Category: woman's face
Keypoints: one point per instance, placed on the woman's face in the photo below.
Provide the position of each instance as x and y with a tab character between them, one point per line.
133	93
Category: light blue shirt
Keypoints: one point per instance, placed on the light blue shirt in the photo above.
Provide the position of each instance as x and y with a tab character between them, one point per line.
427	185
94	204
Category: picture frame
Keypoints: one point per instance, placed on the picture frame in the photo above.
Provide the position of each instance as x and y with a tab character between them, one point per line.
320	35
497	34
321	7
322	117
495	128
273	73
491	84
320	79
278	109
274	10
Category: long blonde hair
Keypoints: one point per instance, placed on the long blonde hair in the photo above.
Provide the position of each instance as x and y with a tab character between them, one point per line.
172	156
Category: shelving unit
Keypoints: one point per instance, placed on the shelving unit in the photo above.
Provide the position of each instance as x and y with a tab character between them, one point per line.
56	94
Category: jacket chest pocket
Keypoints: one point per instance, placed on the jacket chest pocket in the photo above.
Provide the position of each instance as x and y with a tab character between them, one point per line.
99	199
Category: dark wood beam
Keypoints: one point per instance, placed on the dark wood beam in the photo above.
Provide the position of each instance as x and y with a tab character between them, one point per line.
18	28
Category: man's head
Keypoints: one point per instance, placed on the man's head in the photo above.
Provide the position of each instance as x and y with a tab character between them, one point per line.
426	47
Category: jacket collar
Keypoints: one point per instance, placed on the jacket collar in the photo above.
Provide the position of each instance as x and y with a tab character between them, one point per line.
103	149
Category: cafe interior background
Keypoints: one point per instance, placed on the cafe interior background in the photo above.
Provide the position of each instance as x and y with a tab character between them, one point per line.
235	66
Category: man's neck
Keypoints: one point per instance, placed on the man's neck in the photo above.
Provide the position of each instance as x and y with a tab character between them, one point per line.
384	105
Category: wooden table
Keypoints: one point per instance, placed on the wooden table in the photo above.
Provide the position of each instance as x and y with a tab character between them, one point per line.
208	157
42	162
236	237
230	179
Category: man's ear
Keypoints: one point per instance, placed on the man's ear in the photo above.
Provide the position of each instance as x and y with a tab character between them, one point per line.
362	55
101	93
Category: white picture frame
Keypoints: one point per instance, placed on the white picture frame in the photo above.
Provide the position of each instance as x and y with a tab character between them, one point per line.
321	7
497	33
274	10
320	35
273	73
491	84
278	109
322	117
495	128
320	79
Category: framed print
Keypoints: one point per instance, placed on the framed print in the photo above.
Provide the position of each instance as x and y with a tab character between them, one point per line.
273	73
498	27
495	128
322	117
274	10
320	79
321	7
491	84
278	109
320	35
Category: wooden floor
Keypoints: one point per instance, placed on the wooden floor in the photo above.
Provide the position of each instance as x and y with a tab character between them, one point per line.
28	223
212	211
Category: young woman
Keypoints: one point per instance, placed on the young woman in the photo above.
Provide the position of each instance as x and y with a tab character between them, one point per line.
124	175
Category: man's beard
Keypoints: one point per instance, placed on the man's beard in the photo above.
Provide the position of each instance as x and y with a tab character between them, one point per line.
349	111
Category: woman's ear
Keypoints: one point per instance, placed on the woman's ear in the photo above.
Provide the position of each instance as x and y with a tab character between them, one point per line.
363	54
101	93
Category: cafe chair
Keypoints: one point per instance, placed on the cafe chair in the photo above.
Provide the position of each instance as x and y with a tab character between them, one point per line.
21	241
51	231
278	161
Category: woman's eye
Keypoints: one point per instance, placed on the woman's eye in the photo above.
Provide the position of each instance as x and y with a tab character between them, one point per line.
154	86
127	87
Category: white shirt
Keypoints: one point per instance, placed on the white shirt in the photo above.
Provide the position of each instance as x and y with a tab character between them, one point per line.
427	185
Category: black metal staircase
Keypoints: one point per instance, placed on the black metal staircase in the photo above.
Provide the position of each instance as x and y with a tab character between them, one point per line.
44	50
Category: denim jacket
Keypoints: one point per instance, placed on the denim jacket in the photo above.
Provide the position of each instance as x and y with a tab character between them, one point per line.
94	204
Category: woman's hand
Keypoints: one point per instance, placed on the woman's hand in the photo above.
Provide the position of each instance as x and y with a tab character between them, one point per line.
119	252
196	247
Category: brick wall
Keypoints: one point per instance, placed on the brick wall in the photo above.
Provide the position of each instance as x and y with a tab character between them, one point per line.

◆ ◆ ◆

DIRECTION | Quote verbatim the part of the records that opens with the line containing "Category: young woman" and continues through the end of the records, both ends included.

CORRECT RESULT |
Category: young woman
Keypoints: one point per instance, placed on the young woman in the photo above.
Provide the position of each instance as x and y with a tab character between them, one point per line.
124	175
Category: man's beard
Keypoints: one point per instance, placed on the man's beard in the photo above.
Provide the position of each instance as x and y with a tab character between them, one point per line.
349	111
Category: woman's ear
Keypoints: one point per instance, placed on the woman's ear in the photo above.
Provide the position of each instance as x and y with a tab character between them, one point per line.
363	54
101	93
Category: cafe chair
Keypoints: one point per instance, placed on the cafe chair in the photo above.
Provide the position of each instance as x and y with a tab character between them, one point per line.
21	241
51	231
278	161
Category: woman's eye
Keypoints: one point per instance, placed on the woman's eye in the photo above.
Provide the position of each instance as x and y with a tab character between them, one point per line.
154	86
127	87
Category: white shirt
Keypoints: one point per instance, placed on the white shirt in the photo above.
Provide the position of each instance as x and y with a tab character between them, one point per line.
427	185
Category: black metal staircase
Keypoints: one point per instance, placed on the black metal staircase in the photo above.
Provide the position of each instance as x and y with a tab character between them, one point per line.
44	50
Category: denim jacket
Keypoints: one point per instance, placed on the denim jacket in the photo above.
Provide the position of each instance as x and y with a tab character between them, one point per line.
94	204
Category: woman's hand
Keypoints: one point per instance, placed on the woman's hand in the photo above.
Provide the position of each instance as x and y with a tab character between them, one point per line.
119	252
196	247
Category: brick wall
Keypoints: one point per instance, placed on the brick wall in the photo above.
Provide the position of each instance as x and y with a tab character between them, one point per line.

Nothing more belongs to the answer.